[Records from a data collection]

== Segment start ==

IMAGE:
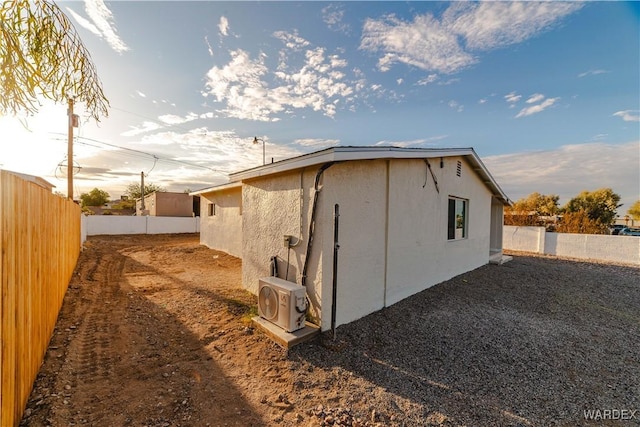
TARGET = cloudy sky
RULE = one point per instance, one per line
(546, 93)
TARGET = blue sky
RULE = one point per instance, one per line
(548, 94)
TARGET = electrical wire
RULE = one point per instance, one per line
(143, 153)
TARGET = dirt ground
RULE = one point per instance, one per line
(156, 331)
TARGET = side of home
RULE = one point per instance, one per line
(166, 203)
(408, 219)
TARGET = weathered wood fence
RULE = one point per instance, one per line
(40, 244)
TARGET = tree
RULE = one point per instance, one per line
(579, 222)
(41, 55)
(537, 203)
(599, 205)
(528, 210)
(95, 197)
(634, 210)
(133, 190)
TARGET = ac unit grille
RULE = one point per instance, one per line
(282, 302)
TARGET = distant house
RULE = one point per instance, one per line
(35, 179)
(165, 203)
(408, 219)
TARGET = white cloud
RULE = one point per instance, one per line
(570, 169)
(172, 119)
(447, 45)
(250, 91)
(223, 26)
(102, 19)
(291, 40)
(427, 80)
(488, 25)
(84, 23)
(333, 16)
(144, 128)
(425, 43)
(534, 109)
(629, 115)
(592, 73)
(535, 98)
(456, 106)
(209, 48)
(512, 98)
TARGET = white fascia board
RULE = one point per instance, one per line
(343, 154)
(217, 188)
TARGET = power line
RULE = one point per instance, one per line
(144, 153)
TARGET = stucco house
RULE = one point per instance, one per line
(408, 219)
(166, 203)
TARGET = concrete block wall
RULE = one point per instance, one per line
(619, 249)
(113, 225)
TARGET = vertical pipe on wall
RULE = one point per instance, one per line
(336, 247)
(386, 236)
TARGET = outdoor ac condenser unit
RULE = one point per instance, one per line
(282, 302)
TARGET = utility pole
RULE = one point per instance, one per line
(142, 193)
(70, 151)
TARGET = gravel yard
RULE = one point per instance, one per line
(154, 331)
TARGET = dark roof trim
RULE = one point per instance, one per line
(342, 154)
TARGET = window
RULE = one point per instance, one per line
(457, 227)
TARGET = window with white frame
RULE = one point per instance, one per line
(457, 224)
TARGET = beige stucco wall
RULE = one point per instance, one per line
(420, 255)
(166, 204)
(222, 231)
(272, 209)
(393, 231)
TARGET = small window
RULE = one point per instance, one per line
(457, 227)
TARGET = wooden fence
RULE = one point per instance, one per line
(40, 238)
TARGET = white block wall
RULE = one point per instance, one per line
(620, 249)
(93, 225)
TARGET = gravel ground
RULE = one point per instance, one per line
(536, 341)
(154, 331)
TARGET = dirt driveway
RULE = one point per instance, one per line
(155, 331)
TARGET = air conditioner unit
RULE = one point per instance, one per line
(282, 303)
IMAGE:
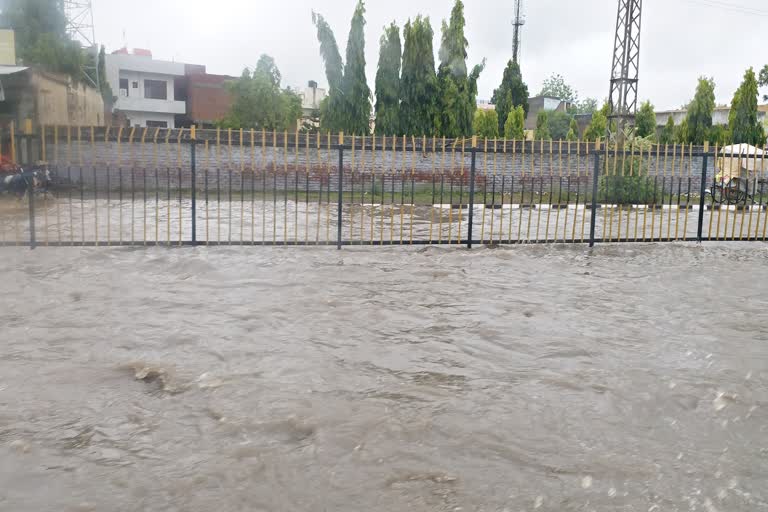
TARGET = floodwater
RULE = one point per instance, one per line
(549, 378)
(282, 220)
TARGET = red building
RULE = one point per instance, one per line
(207, 97)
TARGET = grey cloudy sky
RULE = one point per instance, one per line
(681, 39)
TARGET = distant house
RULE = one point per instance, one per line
(146, 88)
(47, 98)
(538, 103)
(154, 93)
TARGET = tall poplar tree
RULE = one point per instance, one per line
(388, 82)
(418, 83)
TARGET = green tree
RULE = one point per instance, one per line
(573, 131)
(514, 128)
(418, 83)
(700, 111)
(41, 35)
(682, 133)
(598, 127)
(668, 132)
(559, 124)
(388, 82)
(542, 126)
(259, 103)
(645, 121)
(556, 87)
(357, 94)
(332, 108)
(486, 124)
(743, 122)
(458, 90)
(511, 93)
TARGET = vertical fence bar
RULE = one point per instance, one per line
(471, 212)
(32, 234)
(702, 193)
(193, 165)
(595, 178)
(341, 189)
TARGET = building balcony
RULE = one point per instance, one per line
(148, 105)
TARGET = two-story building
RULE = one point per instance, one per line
(150, 93)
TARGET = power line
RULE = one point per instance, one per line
(740, 9)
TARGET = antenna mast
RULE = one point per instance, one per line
(518, 23)
(626, 65)
(80, 28)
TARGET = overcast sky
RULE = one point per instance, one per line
(681, 39)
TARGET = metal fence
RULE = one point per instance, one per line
(182, 187)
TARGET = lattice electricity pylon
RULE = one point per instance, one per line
(626, 65)
(517, 23)
(80, 28)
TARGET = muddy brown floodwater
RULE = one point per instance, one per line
(630, 378)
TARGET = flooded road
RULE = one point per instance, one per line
(306, 379)
(287, 221)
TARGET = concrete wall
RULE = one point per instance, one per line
(208, 99)
(49, 99)
(140, 118)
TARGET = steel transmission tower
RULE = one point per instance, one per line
(518, 23)
(626, 65)
(80, 28)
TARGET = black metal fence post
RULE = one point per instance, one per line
(593, 218)
(471, 212)
(341, 190)
(31, 195)
(193, 150)
(704, 162)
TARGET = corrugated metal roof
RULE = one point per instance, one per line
(10, 70)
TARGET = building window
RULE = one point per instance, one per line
(156, 89)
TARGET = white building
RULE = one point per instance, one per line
(311, 98)
(146, 89)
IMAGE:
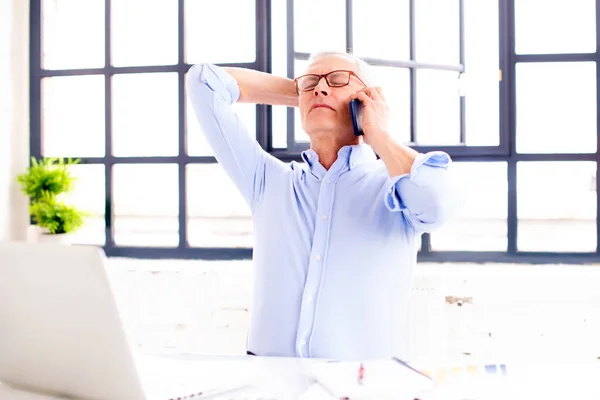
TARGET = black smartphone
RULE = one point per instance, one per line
(356, 108)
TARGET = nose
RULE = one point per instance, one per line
(322, 88)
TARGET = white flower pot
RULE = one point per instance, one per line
(62, 238)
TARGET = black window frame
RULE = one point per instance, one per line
(505, 151)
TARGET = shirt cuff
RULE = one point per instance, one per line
(218, 80)
(436, 159)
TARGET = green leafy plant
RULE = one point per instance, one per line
(49, 175)
(55, 216)
(44, 182)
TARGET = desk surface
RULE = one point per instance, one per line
(288, 375)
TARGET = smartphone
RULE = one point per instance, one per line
(356, 109)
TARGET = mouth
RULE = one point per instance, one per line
(315, 106)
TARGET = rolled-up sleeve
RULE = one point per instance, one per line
(428, 195)
(212, 91)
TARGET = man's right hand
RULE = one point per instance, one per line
(263, 88)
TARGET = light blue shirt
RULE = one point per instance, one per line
(334, 250)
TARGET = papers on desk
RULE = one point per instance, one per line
(382, 379)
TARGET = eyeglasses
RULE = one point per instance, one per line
(337, 78)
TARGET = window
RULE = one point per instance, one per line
(433, 93)
(509, 91)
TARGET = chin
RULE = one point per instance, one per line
(320, 125)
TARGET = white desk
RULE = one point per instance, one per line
(286, 378)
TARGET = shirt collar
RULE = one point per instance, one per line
(352, 156)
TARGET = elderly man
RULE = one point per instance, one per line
(335, 237)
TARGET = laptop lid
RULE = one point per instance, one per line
(60, 330)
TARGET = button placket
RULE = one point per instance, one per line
(306, 321)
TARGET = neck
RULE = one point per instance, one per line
(327, 148)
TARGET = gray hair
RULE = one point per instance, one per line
(365, 71)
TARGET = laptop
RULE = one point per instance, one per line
(61, 334)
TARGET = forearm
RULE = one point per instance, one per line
(397, 157)
(263, 88)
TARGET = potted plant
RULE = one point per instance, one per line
(44, 182)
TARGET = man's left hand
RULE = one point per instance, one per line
(375, 114)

== Segment end ==

The lines needed are those in the data above that hold the string "window"; copy each of them.

TARGET = window
TARGET = window with white frame
TARGET = small window
TARGET = building window
TARGET = black window frame
TARGET = window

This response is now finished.